* BEGIN RECORDS *

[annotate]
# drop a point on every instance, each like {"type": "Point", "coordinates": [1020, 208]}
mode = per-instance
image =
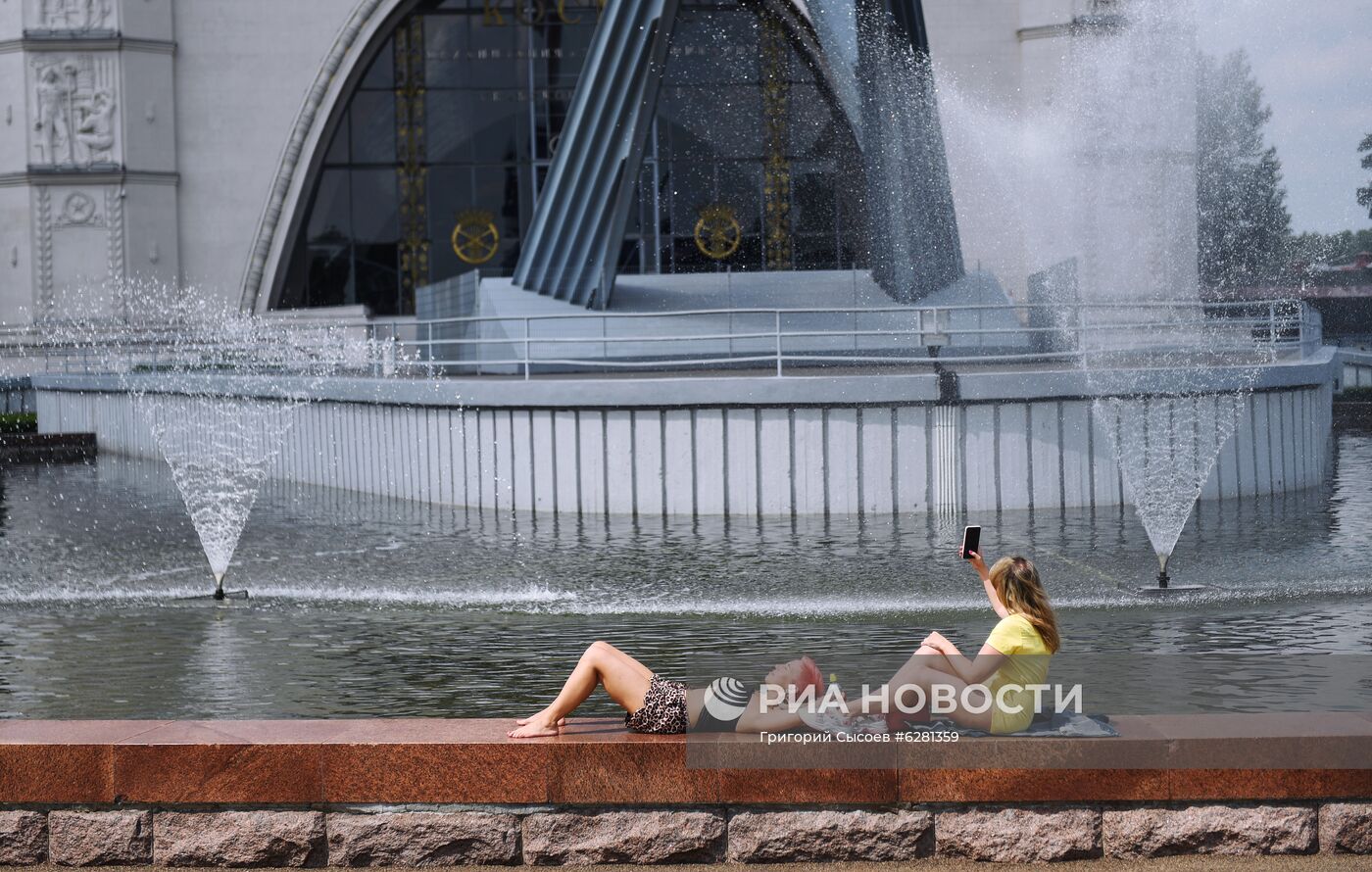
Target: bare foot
{"type": "Point", "coordinates": [562, 721]}
{"type": "Point", "coordinates": [537, 725]}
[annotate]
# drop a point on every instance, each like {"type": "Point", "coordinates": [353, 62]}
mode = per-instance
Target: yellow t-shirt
{"type": "Point", "coordinates": [1026, 662]}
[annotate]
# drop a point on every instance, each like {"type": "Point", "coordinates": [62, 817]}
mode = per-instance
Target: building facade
{"type": "Point", "coordinates": [335, 153]}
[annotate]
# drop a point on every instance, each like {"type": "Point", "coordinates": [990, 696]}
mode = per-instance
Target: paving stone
{"type": "Point", "coordinates": [822, 835]}
{"type": "Point", "coordinates": [24, 838]}
{"type": "Point", "coordinates": [100, 838]}
{"type": "Point", "coordinates": [1018, 834]}
{"type": "Point", "coordinates": [1347, 827]}
{"type": "Point", "coordinates": [422, 840]}
{"type": "Point", "coordinates": [580, 838]}
{"type": "Point", "coordinates": [1210, 830]}
{"type": "Point", "coordinates": [237, 838]}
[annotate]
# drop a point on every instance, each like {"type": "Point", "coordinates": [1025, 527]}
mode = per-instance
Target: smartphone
{"type": "Point", "coordinates": [970, 542]}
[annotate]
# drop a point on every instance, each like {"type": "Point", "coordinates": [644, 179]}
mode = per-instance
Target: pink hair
{"type": "Point", "coordinates": [809, 676]}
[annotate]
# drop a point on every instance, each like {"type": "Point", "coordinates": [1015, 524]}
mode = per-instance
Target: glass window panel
{"type": "Point", "coordinates": [338, 151]}
{"type": "Point", "coordinates": [331, 215]}
{"type": "Point", "coordinates": [563, 51]}
{"type": "Point", "coordinates": [809, 121]}
{"type": "Point", "coordinates": [374, 209]}
{"type": "Point", "coordinates": [329, 275]}
{"type": "Point", "coordinates": [377, 277]}
{"type": "Point", "coordinates": [490, 52]}
{"type": "Point", "coordinates": [449, 130]}
{"type": "Point", "coordinates": [812, 206]}
{"type": "Point", "coordinates": [380, 75]}
{"type": "Point", "coordinates": [445, 50]}
{"type": "Point", "coordinates": [373, 126]}
{"type": "Point", "coordinates": [450, 194]}
{"type": "Point", "coordinates": [497, 192]}
{"type": "Point", "coordinates": [496, 126]}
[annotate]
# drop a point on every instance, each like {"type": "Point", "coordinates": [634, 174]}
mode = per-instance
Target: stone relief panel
{"type": "Point", "coordinates": [71, 16]}
{"type": "Point", "coordinates": [79, 237]}
{"type": "Point", "coordinates": [73, 110]}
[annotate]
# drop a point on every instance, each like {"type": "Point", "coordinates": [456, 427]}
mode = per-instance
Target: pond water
{"type": "Point", "coordinates": [367, 606]}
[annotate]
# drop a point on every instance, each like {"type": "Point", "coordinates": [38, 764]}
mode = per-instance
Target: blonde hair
{"type": "Point", "coordinates": [1018, 587]}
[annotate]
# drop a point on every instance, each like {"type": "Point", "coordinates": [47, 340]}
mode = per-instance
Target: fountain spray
{"type": "Point", "coordinates": [217, 388]}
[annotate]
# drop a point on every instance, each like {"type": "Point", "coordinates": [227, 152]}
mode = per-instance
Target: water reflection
{"type": "Point", "coordinates": [380, 606]}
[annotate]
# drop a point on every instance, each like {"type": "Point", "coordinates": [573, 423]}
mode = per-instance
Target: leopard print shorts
{"type": "Point", "coordinates": [664, 707]}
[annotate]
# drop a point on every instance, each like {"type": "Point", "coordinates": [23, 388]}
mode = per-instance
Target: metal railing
{"type": "Point", "coordinates": [778, 342]}
{"type": "Point", "coordinates": [802, 339]}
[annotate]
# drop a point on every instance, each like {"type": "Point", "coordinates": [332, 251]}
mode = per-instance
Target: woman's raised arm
{"type": "Point", "coordinates": [980, 565]}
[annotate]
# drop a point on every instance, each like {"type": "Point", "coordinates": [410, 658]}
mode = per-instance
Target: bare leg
{"type": "Point", "coordinates": [919, 672]}
{"type": "Point", "coordinates": [624, 679]}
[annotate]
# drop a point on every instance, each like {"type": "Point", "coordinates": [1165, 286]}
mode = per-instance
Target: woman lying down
{"type": "Point", "coordinates": [654, 703]}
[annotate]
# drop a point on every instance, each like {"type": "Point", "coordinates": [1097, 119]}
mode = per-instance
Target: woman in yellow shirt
{"type": "Point", "coordinates": [1012, 658]}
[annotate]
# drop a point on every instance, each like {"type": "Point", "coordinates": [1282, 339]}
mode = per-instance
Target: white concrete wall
{"type": "Point", "coordinates": [243, 71]}
{"type": "Point", "coordinates": [839, 460]}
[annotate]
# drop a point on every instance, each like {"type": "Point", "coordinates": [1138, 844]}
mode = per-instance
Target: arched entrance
{"type": "Point", "coordinates": [438, 155]}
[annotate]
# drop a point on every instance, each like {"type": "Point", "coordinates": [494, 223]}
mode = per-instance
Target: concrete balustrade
{"type": "Point", "coordinates": [740, 446]}
{"type": "Point", "coordinates": [415, 792]}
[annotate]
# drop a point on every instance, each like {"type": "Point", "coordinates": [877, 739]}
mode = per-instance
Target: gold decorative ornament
{"type": "Point", "coordinates": [717, 232]}
{"type": "Point", "coordinates": [775, 79]}
{"type": "Point", "coordinates": [412, 175]}
{"type": "Point", "coordinates": [475, 237]}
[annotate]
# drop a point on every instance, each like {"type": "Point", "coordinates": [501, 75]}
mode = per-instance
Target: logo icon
{"type": "Point", "coordinates": [726, 698]}
{"type": "Point", "coordinates": [717, 232]}
{"type": "Point", "coordinates": [475, 237]}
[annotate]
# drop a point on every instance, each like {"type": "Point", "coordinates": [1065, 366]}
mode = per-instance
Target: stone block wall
{"type": "Point", "coordinates": [568, 835]}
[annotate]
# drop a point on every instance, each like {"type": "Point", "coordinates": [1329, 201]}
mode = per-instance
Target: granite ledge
{"type": "Point", "coordinates": [597, 762]}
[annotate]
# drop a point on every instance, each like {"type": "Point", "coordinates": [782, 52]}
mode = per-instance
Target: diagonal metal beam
{"type": "Point", "coordinates": [575, 233]}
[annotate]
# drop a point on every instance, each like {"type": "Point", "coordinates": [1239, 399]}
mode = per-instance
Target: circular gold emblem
{"type": "Point", "coordinates": [717, 232]}
{"type": "Point", "coordinates": [475, 237]}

* END RECORDS *

[WRITTEN EXERCISE]
Find every line above that contains the word "water", and copy each one. Case counts.

[FINISHED EXERCISE]
Target: pond water
Target: water reflection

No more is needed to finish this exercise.